### What to do
Write out the material below line for line, without changing anything.

[Records of labeled points]
###

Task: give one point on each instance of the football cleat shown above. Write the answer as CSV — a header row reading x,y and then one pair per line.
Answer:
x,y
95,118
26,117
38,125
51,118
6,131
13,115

###

### Task answer
Task: give one point on each instance of the football cleat shown above. Write the answer as CSV — a header row reading x,y and then one pair per line.
Answer:
x,y
95,118
26,117
38,125
51,118
6,131
13,115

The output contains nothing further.